Exercise
Please find every line in the data below that contains the word "green" and copy each of those lines.

Point labeling data
┌────────

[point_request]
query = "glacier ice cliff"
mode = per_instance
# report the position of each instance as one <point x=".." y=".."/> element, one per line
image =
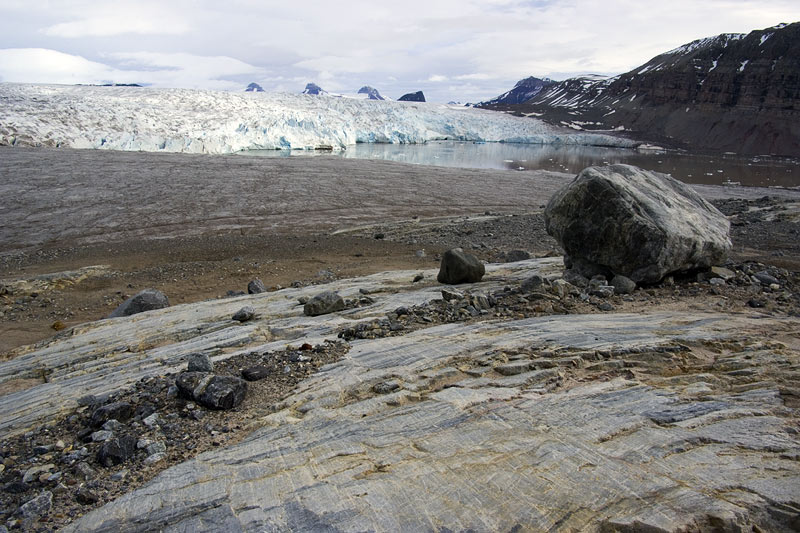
<point x="196" y="121"/>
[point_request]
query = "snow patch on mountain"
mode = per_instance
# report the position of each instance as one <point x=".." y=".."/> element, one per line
<point x="183" y="120"/>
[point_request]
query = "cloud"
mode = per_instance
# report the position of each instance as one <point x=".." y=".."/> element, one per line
<point x="36" y="65"/>
<point x="480" y="47"/>
<point x="117" y="18"/>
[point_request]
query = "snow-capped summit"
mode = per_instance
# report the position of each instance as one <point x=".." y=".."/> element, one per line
<point x="313" y="88"/>
<point x="183" y="120"/>
<point x="732" y="92"/>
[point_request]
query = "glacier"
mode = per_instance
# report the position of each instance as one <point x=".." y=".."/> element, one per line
<point x="213" y="122"/>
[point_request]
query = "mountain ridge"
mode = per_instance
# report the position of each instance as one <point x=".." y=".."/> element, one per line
<point x="731" y="92"/>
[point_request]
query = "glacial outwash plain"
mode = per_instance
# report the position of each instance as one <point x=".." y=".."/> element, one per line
<point x="530" y="399"/>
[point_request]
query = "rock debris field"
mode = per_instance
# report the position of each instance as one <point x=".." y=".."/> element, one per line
<point x="521" y="401"/>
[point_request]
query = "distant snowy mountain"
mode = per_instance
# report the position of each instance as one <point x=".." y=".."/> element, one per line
<point x="313" y="88"/>
<point x="732" y="92"/>
<point x="182" y="120"/>
<point x="412" y="97"/>
<point x="524" y="90"/>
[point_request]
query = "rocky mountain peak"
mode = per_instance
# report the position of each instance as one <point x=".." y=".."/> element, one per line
<point x="371" y="93"/>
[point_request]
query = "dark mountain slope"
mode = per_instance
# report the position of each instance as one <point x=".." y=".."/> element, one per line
<point x="733" y="92"/>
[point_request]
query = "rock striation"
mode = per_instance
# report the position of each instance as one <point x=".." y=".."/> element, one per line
<point x="585" y="422"/>
<point x="622" y="220"/>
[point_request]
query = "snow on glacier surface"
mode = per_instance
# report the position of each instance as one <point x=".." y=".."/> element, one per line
<point x="185" y="120"/>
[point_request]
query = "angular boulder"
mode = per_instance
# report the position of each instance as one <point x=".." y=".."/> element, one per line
<point x="460" y="267"/>
<point x="147" y="300"/>
<point x="214" y="392"/>
<point x="622" y="220"/>
<point x="323" y="303"/>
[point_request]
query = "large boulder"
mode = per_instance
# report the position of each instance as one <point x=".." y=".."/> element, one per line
<point x="147" y="300"/>
<point x="622" y="220"/>
<point x="323" y="303"/>
<point x="460" y="267"/>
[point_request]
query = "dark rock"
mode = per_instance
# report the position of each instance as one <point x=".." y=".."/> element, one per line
<point x="385" y="387"/>
<point x="15" y="487"/>
<point x="643" y="225"/>
<point x="323" y="303"/>
<point x="533" y="283"/>
<point x="192" y="383"/>
<point x="255" y="373"/>
<point x="523" y="91"/>
<point x="460" y="267"/>
<point x="623" y="285"/>
<point x="147" y="300"/>
<point x="371" y="93"/>
<point x="574" y="278"/>
<point x="199" y="362"/>
<point x="517" y="255"/>
<point x="38" y="506"/>
<point x="244" y="314"/>
<point x="766" y="278"/>
<point x="412" y="97"/>
<point x="256" y="286"/>
<point x="223" y="392"/>
<point x="116" y="450"/>
<point x="86" y="497"/>
<point x="120" y="411"/>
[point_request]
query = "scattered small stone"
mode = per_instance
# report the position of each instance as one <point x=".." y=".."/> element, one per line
<point x="118" y="411"/>
<point x="102" y="435"/>
<point x="452" y="294"/>
<point x="517" y="255"/>
<point x="38" y="506"/>
<point x="244" y="314"/>
<point x="255" y="373"/>
<point x="199" y="362"/>
<point x="256" y="286"/>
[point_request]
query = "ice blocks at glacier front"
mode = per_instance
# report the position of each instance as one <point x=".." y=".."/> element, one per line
<point x="184" y="120"/>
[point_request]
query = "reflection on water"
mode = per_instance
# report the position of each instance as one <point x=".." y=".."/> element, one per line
<point x="690" y="168"/>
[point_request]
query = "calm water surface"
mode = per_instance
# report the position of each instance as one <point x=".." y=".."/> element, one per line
<point x="714" y="169"/>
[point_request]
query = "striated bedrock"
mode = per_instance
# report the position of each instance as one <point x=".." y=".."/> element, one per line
<point x="622" y="220"/>
<point x="657" y="421"/>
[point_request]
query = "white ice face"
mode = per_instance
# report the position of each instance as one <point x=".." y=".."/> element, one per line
<point x="182" y="120"/>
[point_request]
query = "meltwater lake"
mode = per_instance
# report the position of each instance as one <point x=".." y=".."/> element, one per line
<point x="709" y="169"/>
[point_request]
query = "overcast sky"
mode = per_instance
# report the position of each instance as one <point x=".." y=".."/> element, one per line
<point x="462" y="50"/>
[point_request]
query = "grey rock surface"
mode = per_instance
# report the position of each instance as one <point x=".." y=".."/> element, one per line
<point x="146" y="300"/>
<point x="678" y="439"/>
<point x="644" y="225"/>
<point x="323" y="303"/>
<point x="457" y="266"/>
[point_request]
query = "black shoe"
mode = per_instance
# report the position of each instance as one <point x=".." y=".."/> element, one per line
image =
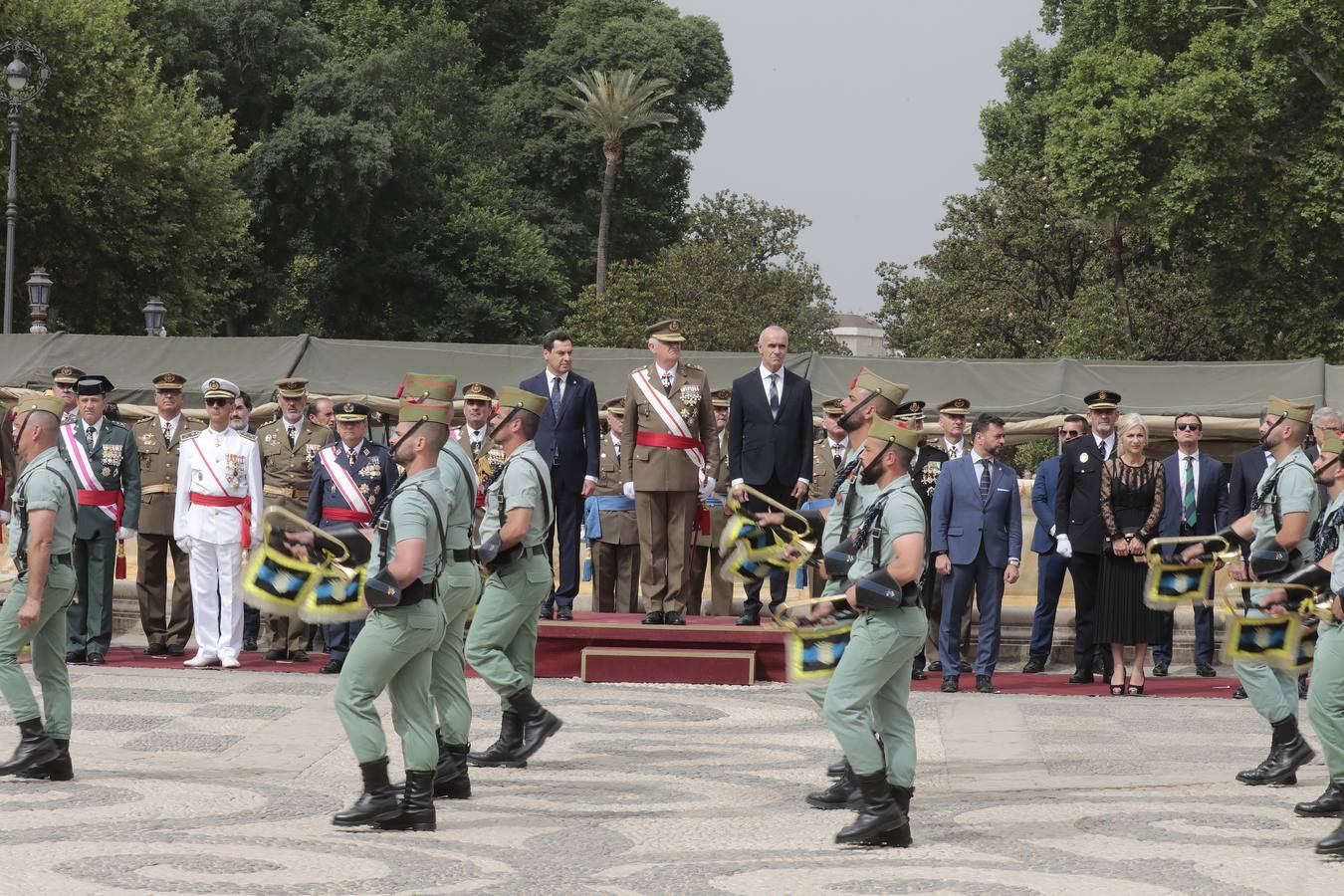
<point x="35" y="749"/>
<point x="1328" y="804"/>
<point x="879" y="815"/>
<point x="1287" y="753"/>
<point x="538" y="723"/>
<point x="839" y="794"/>
<point x="750" y="617"/>
<point x="58" y="769"/>
<point x="500" y="754"/>
<point x="376" y="803"/>
<point x="1333" y="844"/>
<point x="417" y="806"/>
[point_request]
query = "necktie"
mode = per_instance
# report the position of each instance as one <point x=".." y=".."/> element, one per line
<point x="1187" y="500"/>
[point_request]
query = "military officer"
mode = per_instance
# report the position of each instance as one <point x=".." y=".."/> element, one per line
<point x="502" y="645"/>
<point x="610" y="526"/>
<point x="674" y="458"/>
<point x="42" y="537"/>
<point x="107" y="468"/>
<point x="352" y="480"/>
<point x="289" y="449"/>
<point x="870" y="689"/>
<point x="157" y="441"/>
<point x="395" y="650"/>
<point x="475" y="437"/>
<point x="714" y="511"/>
<point x="217" y="516"/>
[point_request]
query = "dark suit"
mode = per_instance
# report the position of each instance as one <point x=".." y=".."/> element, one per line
<point x="979" y="537"/>
<point x="771" y="452"/>
<point x="1210" y="516"/>
<point x="567" y="437"/>
<point x="1050" y="565"/>
<point x="1078" y="516"/>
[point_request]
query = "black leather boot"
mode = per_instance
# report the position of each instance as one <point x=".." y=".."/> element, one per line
<point x="417" y="807"/>
<point x="879" y="814"/>
<point x="450" y="780"/>
<point x="58" y="769"/>
<point x="1333" y="844"/>
<point x="1287" y="753"/>
<point x="35" y="749"/>
<point x="502" y="753"/>
<point x="841" y="794"/>
<point x="1328" y="804"/>
<point x="538" y="723"/>
<point x="376" y="803"/>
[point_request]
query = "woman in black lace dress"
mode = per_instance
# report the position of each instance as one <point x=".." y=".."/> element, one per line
<point x="1132" y="492"/>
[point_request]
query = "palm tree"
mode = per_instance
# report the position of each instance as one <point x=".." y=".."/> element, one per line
<point x="611" y="107"/>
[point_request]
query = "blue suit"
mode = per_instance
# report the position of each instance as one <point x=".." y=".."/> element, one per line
<point x="979" y="538"/>
<point x="1212" y="511"/>
<point x="1050" y="565"/>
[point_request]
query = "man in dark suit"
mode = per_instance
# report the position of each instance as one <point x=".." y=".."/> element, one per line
<point x="1078" y="526"/>
<point x="1050" y="565"/>
<point x="771" y="445"/>
<point x="976" y="538"/>
<point x="1195" y="504"/>
<point x="567" y="437"/>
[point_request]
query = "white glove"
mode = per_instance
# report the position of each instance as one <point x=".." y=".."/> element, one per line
<point x="1063" y="547"/>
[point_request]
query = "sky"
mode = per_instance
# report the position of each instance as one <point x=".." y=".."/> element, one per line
<point x="862" y="114"/>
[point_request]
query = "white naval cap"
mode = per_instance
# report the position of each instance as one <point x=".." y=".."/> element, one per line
<point x="215" y="387"/>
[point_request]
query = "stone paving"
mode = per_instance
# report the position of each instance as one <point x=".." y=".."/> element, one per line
<point x="212" y="782"/>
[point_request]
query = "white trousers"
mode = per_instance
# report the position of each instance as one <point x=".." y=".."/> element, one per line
<point x="215" y="572"/>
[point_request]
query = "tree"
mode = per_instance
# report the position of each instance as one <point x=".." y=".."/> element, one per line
<point x="613" y="108"/>
<point x="738" y="270"/>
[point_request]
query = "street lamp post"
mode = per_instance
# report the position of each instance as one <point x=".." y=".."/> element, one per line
<point x="20" y="88"/>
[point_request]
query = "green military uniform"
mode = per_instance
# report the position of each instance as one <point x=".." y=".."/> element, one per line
<point x="287" y="470"/>
<point x="615" y="551"/>
<point x="104" y="461"/>
<point x="46" y="484"/>
<point x="871" y="687"/>
<point x="154" y="545"/>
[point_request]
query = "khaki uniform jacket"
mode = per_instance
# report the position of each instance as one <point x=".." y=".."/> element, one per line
<point x="659" y="469"/>
<point x="287" y="473"/>
<point x="158" y="470"/>
<point x="618" y="527"/>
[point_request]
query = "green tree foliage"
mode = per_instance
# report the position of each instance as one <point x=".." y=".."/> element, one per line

└────────

Finished answer
query = "green military uniform"
query = "green tree foliage"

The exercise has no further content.